[Instructions to follow]
Copy each of the lines below word for word, in the same order.

[Raw data]
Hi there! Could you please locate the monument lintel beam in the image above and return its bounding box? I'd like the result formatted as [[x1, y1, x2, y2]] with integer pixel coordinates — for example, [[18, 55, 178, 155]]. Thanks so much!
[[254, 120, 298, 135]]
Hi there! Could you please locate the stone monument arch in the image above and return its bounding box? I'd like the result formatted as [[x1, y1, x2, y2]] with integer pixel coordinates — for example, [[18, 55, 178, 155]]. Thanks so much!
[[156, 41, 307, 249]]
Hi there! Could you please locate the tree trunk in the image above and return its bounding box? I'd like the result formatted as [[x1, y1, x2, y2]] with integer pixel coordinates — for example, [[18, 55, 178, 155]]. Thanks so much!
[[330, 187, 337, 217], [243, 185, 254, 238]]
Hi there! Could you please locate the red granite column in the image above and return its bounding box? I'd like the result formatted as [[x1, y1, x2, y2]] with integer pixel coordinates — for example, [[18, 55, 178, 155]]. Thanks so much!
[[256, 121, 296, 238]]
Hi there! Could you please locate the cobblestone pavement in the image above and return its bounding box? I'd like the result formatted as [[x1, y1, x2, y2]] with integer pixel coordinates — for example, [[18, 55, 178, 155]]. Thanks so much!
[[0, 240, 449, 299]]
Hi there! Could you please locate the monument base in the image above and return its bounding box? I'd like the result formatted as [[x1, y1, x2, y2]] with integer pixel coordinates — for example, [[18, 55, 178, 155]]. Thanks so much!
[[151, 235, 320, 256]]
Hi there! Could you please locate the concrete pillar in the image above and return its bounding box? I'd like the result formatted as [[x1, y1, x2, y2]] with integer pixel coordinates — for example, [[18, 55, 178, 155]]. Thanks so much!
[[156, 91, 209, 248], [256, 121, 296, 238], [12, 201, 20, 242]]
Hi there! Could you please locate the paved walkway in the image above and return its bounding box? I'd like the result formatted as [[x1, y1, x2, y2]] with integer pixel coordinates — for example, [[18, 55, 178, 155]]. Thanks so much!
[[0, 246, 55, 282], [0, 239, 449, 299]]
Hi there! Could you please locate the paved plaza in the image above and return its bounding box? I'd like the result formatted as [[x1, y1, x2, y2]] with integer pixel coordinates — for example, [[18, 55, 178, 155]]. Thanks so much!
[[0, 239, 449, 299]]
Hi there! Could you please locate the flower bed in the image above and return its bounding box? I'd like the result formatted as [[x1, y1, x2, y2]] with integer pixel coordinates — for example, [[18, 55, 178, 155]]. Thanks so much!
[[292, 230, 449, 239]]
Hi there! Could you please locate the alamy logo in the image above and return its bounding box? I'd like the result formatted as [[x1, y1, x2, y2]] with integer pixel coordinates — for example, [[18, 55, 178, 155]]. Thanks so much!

[Solution for this problem]
Hi there! Could you please locate the monument lintel beam in the image above and return its bounding box? I'd like the result formatted as [[x1, y1, x2, y2]] with integer pixel coordinates — for example, [[18, 55, 178, 155]]. Thanks so much!
[[254, 120, 298, 135]]
Hi there! Could you please locate the stone monument arch in the image above and return its bounding box? I'd like the result formatted as [[x1, y1, x2, y2]] with integer pixel coordinates — for example, [[18, 55, 178, 155]]. Thanks so much!
[[156, 41, 307, 249]]
Hi there! Could you please locate the tree trunk in the image above and return its bounding box? I'd like the result formatted as [[x1, y1, x2, y2]] with integer pixel coordinates — for example, [[18, 55, 178, 155]]. Thanks so much!
[[330, 187, 337, 217], [243, 185, 254, 238]]
Hi there! Could you please locate the red granite column in the image above and return its bounding box? I'd like the result formatted as [[x1, y1, x2, y2]] with integer pixel coordinates — for example, [[18, 55, 178, 155]]. Thanks so much!
[[256, 121, 296, 238]]
Hi there! Could you please locate the cobblestone pavement in the image above and return its bounding box? I'd like the result formatted as [[x1, y1, x2, y2]] with integer pixel coordinates — for example, [[18, 55, 178, 155]]. Thanks so much!
[[0, 240, 449, 299]]
Hi there! Could you please locate the monument base in the image above and return its bounding box? I'd like the result formatted as [[x1, y1, x2, y2]] with integer pixel coordinates — for example, [[18, 55, 178, 155]]. Thanks so much!
[[151, 235, 320, 256]]
Hi there! Could you please locate the concrete pillar in the image above and return its bounding box? I'd like the result formatted as [[x1, y1, x2, y2]] with integer pixel coordinates — for example, [[18, 55, 178, 155]]. Thanks so much!
[[156, 91, 209, 248], [256, 121, 296, 238], [12, 201, 20, 242]]
Hi there! Could you please locate the paved walkway in the image above and return its bounding box? I'd like the result formatted as [[x1, y1, x2, y2]] with integer pixel coordinates — for example, [[18, 55, 178, 155]]. Thanks so much!
[[0, 246, 55, 282], [0, 239, 449, 299]]
Hi there! Could you please locate the paved plaza in the image above and return its bounding box? I'd like the result formatted as [[x1, y1, x2, y2]] with integer pixel coordinates — for example, [[18, 55, 178, 155]]. Thanks so much!
[[0, 239, 449, 299]]
Hi there! Could you please locate the flower bed in the image above and return its bounding box? I'd like the result formatted as [[x1, y1, x2, y2]] with integer pixel coordinates — for example, [[18, 55, 178, 155]]. Thanks so much!
[[292, 230, 449, 239]]
Hi there! Could you please locate the alamy logo in the image above and return its bounding box? I'd like the result formatted as [[x1, y1, x2, y2]] with integer pixel coordinates — for example, [[18, 55, 178, 155]]. Thanks so much!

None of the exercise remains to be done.